Short task
Filter the lines below, keeping every line that contains the word "steering", and copy each one you keep.

Supplied entries

····················

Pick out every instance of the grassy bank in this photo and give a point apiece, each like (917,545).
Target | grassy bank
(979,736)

····················

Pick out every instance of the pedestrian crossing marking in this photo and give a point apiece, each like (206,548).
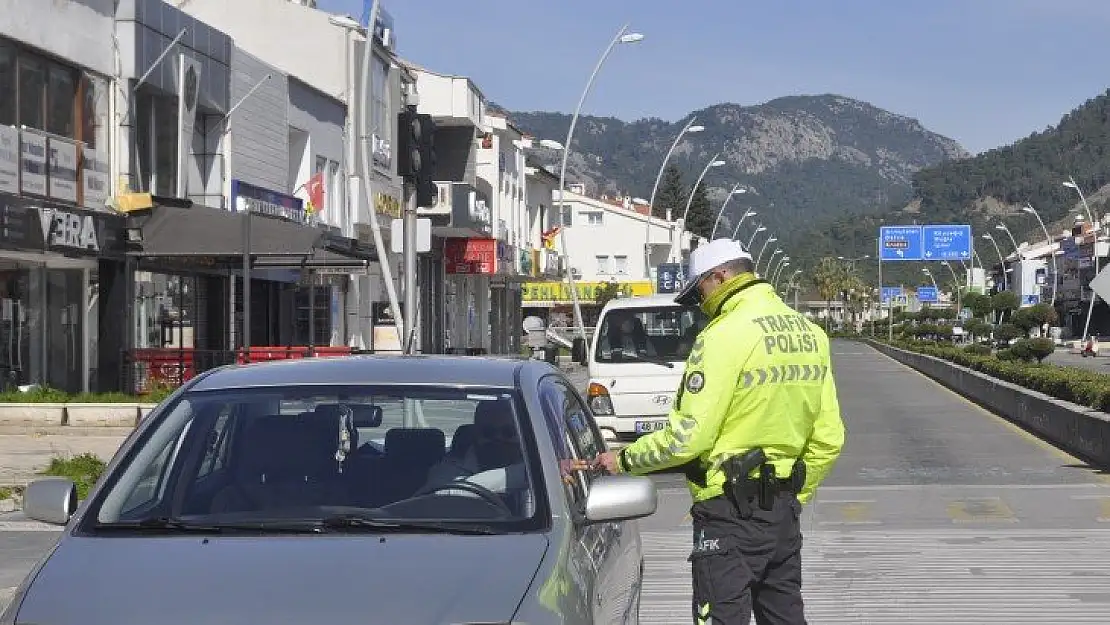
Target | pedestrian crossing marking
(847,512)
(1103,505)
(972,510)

····················

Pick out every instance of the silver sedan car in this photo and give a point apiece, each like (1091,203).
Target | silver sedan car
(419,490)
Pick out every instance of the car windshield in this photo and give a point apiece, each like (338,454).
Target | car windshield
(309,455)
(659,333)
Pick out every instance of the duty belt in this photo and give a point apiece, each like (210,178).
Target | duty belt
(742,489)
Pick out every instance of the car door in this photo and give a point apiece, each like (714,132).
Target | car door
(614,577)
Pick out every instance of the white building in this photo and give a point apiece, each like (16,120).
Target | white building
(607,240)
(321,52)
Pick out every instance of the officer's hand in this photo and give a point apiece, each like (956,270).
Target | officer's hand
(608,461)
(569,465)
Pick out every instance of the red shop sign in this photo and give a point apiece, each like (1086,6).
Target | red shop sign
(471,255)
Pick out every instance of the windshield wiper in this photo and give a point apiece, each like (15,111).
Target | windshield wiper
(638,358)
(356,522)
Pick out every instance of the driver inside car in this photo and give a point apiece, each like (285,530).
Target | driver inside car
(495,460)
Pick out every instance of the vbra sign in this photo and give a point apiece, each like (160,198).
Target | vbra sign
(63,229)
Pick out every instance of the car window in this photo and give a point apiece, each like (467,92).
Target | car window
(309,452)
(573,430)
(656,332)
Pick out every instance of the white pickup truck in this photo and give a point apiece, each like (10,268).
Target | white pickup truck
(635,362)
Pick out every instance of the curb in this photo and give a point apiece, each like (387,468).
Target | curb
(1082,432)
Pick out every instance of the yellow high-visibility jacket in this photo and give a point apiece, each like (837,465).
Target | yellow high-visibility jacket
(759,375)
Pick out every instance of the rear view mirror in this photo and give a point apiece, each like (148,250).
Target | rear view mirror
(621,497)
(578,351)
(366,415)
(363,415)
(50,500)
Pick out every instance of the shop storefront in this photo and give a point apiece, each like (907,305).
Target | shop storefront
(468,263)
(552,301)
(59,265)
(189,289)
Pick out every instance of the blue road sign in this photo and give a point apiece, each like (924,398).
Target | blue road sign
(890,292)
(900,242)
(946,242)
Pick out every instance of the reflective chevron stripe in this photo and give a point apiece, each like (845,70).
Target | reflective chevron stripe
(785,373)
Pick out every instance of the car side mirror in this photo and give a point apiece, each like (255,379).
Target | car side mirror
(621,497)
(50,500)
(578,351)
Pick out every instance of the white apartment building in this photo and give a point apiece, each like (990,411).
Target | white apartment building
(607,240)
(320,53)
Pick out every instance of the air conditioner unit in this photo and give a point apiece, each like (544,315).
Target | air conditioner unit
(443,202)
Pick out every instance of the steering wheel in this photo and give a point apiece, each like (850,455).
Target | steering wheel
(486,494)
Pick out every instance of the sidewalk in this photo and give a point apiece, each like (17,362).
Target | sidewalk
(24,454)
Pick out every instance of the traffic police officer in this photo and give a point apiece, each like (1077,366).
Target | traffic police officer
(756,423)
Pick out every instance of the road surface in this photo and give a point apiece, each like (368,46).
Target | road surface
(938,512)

····················

Result for this task
Pick out every instance of the steering wheel in this photo and give a point apiece, each like (850,455).
Target | steering wheel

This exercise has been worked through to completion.